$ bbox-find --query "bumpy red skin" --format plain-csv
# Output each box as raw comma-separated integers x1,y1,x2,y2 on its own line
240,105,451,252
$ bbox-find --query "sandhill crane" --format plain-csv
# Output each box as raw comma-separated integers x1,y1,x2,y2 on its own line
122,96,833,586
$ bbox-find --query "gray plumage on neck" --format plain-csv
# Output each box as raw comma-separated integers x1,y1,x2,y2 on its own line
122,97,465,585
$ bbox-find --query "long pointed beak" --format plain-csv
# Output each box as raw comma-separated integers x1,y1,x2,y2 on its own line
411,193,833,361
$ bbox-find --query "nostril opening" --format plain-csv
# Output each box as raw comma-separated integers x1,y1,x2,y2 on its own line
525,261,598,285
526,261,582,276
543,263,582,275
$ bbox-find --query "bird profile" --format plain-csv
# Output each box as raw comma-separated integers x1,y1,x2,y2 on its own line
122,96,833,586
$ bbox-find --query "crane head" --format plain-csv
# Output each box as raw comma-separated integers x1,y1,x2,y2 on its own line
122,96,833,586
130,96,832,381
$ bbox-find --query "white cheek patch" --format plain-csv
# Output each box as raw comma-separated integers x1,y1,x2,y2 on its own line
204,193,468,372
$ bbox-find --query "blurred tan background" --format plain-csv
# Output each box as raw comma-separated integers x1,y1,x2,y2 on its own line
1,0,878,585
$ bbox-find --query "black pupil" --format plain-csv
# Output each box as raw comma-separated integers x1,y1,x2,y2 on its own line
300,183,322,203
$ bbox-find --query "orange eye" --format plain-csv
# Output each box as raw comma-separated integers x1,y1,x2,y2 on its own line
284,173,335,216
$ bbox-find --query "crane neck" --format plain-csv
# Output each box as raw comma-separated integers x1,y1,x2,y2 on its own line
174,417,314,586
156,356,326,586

--- Problem details ---
Output each record exactly as it appears in the listing.

--- Problem solution ---
$ bbox-find --query "bumpy red skin" --format plain-csv
# Output each box as raw comma-separated integers x1,y1,x2,y2 on its own line
240,105,451,252
$ bbox-find --query "sandhill crane" --format plain-csv
# Output each box as raw comma-separated integers x1,y1,x2,y2 on its own line
122,96,833,586
$ bbox-find --query "gray plumage on neck" --format plain-csv
# Output each box as raw comma-separated integers x1,y1,x2,y2 on its own line
122,97,465,585
$ bbox-find --query "long pointed beak" --format plain-csv
# Output each box as raw comma-separated integers x1,y1,x2,y2 on its own line
411,193,833,361
$ bbox-find --query "nostril opening" --format plain-csv
# Output each box as raw comma-separated integers x1,y1,x2,y2 on its own line
525,261,598,285
526,261,582,276
543,263,582,275
$ bbox-find --query "bird profile" --format plain-csv
# Output each box as raw comma-separated integers x1,y1,x2,y2 on its own line
122,96,833,586
$ bbox-find --query "crane head" --format plain-csv
# Output each box as raw comma-separated integers x1,y1,x2,y2 on its own line
122,96,833,586
130,96,832,381
$ bbox-find --query "white cheek patch" --format plain-csv
# Output each box as raw comma-separated integers x1,y1,x2,y2 on its own line
204,193,468,372
$ bbox-find --query "blurred tan background" --format plain-csv
# Output each box as raw comma-separated integers x1,y1,x2,y2 on its own line
1,0,878,585
$ bbox-find --query "black pupil" --format plain-csv
# Output each box as raw comma-separated integers x1,y1,x2,y2 on its own line
300,183,322,203
$ bbox-find --query "orange eye" --format plain-csv
# Output each box as raw comma-separated integers x1,y1,x2,y2 on its own line
284,173,335,216
$ bbox-find --query "crane neck" --format plain-csv
# Output each box as raw comma-separated integers x1,y1,x2,y2 on its own line
174,417,314,586
156,356,326,586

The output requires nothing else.